**Exercise brief:**
Look for "below" in each line of the entries, and return the matching lines.

=== Available data ===

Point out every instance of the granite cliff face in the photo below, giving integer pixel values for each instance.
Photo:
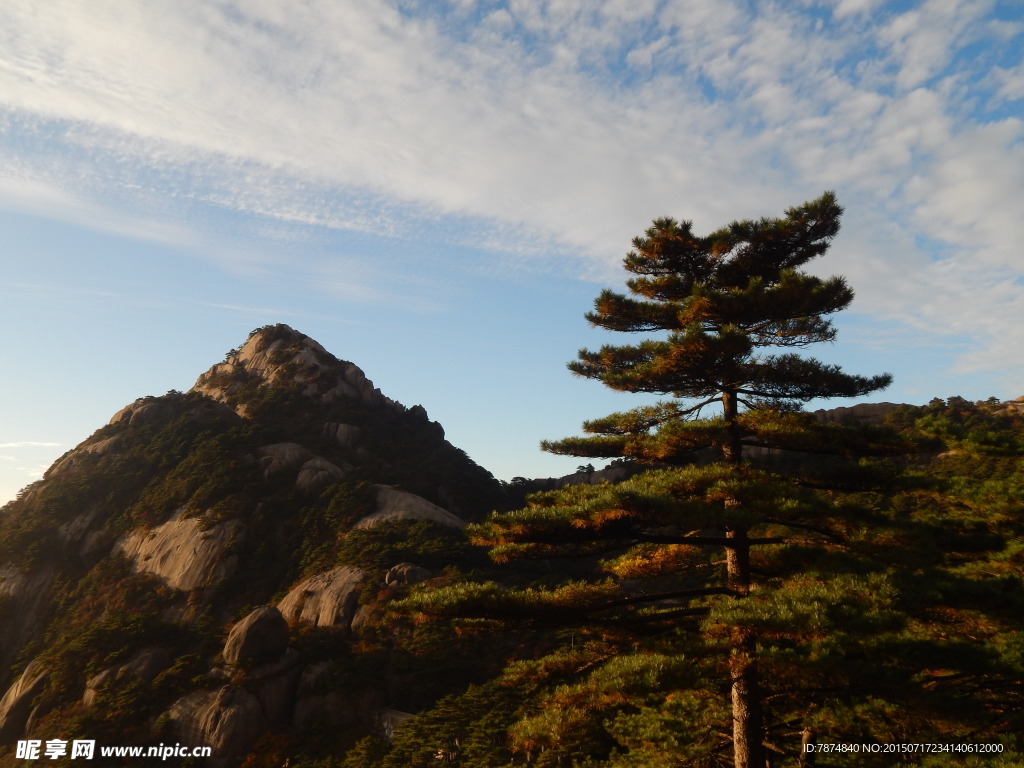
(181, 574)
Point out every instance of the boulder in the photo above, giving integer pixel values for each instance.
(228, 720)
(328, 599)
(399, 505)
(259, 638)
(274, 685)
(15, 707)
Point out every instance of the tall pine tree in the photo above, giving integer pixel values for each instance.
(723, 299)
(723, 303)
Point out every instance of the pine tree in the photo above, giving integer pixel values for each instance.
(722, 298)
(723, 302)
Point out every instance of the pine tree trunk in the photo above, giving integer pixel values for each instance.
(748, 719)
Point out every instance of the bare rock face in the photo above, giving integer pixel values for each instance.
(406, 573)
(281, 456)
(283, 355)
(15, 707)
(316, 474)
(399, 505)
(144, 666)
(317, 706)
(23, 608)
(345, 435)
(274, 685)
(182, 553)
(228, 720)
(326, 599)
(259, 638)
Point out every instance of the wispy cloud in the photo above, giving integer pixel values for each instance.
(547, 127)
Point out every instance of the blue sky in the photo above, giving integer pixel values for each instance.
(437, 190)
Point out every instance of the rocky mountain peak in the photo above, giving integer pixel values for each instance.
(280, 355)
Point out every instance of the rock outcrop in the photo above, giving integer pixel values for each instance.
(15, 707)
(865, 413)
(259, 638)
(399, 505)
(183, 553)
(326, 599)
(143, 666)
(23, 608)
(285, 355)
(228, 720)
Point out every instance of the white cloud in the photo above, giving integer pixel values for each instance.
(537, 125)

===
=== Available data ===

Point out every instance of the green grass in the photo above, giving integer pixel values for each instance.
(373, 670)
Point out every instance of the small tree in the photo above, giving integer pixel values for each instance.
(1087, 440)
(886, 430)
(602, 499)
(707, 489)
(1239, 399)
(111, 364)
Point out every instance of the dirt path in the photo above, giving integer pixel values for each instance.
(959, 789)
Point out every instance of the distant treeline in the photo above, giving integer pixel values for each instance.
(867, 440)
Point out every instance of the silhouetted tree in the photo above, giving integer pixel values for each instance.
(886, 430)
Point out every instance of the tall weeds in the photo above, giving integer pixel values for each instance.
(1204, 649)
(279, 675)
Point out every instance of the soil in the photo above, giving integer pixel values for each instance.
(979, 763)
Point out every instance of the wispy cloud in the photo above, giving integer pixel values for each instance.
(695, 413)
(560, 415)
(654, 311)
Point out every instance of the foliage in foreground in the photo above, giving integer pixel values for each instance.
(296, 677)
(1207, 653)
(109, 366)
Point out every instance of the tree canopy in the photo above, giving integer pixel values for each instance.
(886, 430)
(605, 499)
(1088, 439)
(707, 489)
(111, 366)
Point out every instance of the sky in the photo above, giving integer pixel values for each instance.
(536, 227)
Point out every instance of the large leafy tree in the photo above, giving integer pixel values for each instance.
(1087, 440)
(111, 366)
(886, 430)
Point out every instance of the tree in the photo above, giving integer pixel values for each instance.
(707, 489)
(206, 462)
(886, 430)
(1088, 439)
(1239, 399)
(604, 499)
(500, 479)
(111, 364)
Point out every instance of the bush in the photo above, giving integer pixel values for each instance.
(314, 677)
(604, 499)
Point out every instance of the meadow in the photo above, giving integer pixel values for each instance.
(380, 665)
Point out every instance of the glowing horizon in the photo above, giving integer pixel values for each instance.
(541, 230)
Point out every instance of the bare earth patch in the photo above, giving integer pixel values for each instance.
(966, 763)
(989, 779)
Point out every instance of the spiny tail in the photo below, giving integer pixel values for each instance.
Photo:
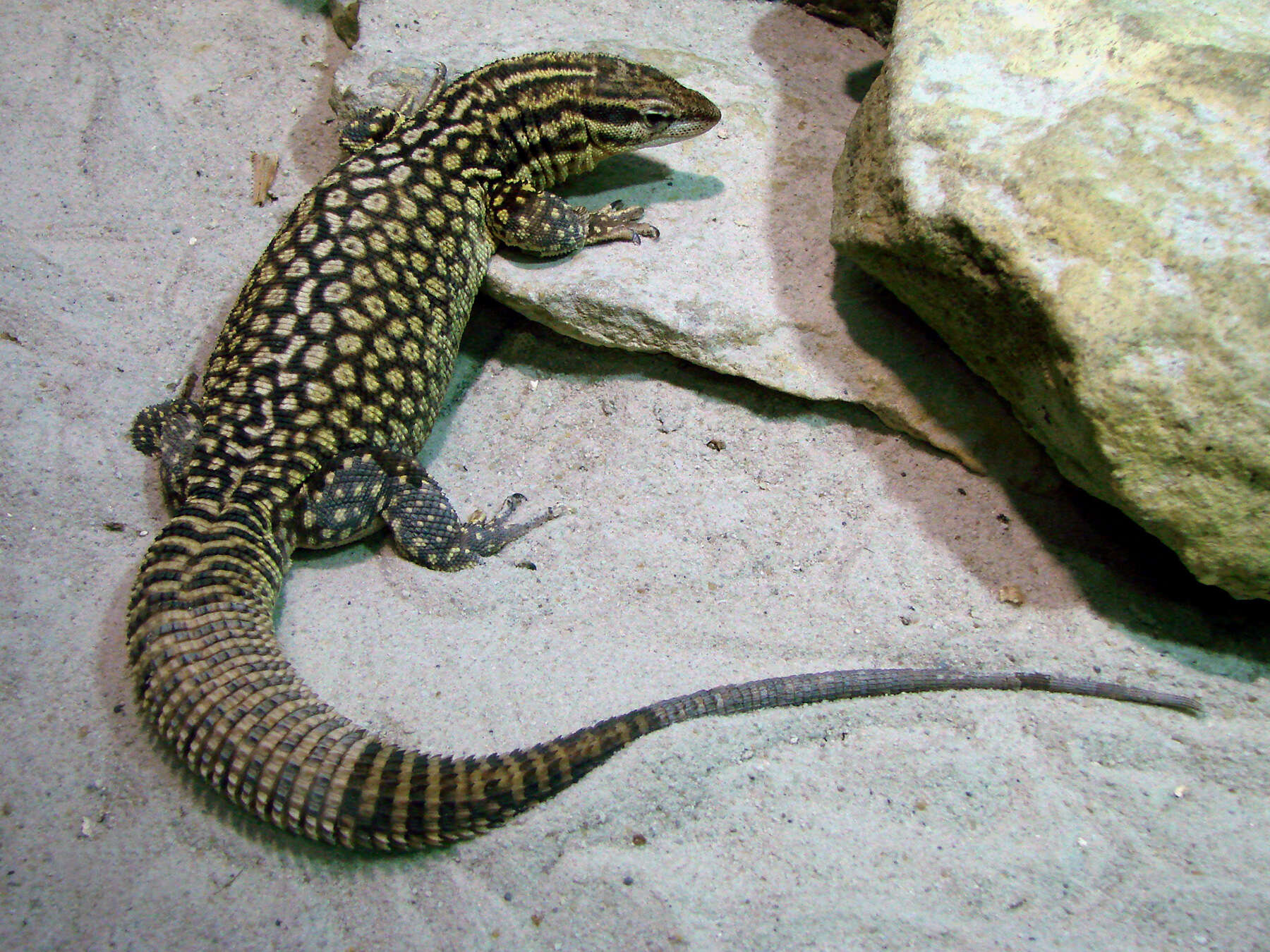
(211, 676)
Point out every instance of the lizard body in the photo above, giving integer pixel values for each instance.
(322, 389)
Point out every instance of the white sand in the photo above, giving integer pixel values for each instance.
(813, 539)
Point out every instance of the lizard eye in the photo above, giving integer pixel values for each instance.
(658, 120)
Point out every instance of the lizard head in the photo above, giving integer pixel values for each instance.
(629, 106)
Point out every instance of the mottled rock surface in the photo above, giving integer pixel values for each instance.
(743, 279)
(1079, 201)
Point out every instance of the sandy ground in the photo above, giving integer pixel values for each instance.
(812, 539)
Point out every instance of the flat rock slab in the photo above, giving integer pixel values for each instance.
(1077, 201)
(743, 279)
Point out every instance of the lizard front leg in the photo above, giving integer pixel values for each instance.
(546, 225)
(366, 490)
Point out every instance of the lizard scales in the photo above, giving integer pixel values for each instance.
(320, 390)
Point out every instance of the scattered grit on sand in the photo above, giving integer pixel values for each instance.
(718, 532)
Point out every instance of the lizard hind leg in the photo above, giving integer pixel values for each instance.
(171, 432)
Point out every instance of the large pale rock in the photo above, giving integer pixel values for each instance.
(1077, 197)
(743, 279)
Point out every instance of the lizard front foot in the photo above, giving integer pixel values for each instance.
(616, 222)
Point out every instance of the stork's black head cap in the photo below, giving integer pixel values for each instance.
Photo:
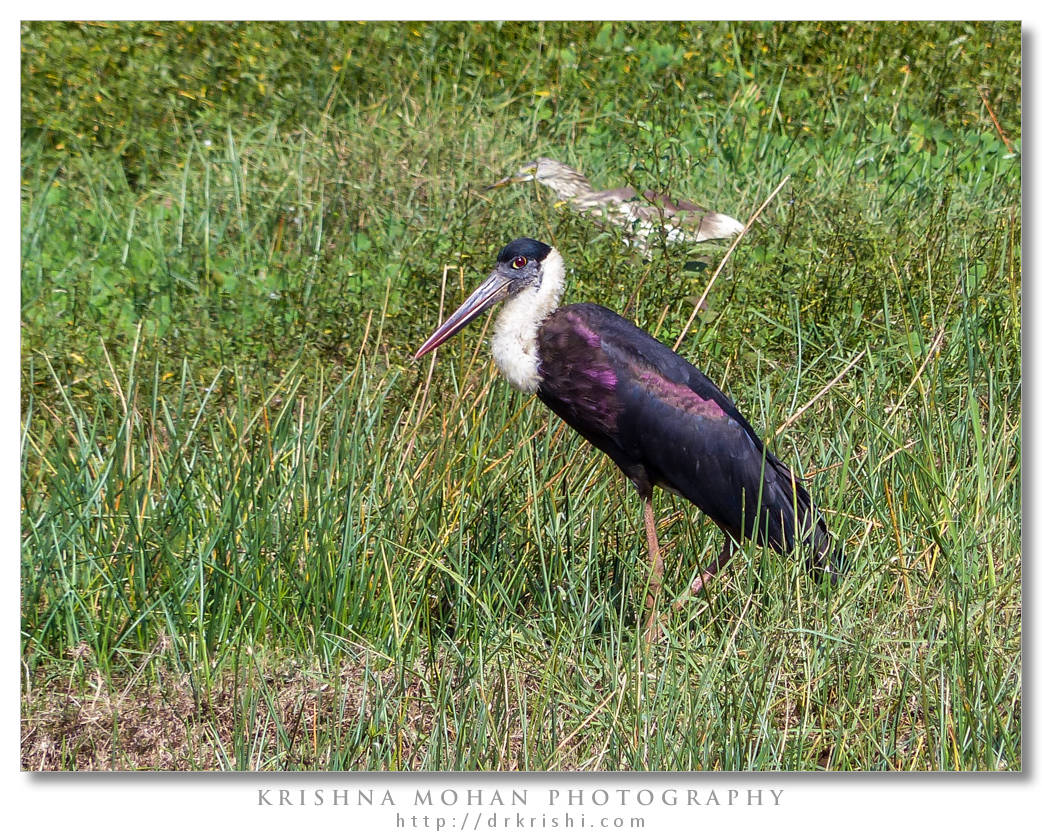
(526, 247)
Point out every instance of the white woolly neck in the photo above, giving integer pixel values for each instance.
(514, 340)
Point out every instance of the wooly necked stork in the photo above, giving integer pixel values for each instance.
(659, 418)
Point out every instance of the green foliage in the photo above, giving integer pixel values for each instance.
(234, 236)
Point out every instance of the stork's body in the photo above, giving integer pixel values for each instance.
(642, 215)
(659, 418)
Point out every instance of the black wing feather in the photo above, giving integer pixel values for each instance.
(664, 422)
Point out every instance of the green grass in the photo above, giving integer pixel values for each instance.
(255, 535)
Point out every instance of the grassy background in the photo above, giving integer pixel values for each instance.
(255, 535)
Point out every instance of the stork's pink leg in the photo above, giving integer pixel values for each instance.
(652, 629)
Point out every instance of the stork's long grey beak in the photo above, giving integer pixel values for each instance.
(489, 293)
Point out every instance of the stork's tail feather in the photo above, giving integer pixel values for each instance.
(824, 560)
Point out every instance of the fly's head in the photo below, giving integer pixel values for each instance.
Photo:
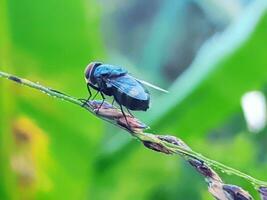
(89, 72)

===

**Task output:**
Point out every instance of the granite cliff face in the photo below, giving integer pixel values for each instance.
Point out every instance of the spiny tail in the photo below, giving integer pixel values for each instance.
Point out every instance of the stork's black head cap in the photo below, giving integer pixel values for each instance.
Point out every instance of the fly's head in the photo below, giving integer pixel values for each instance.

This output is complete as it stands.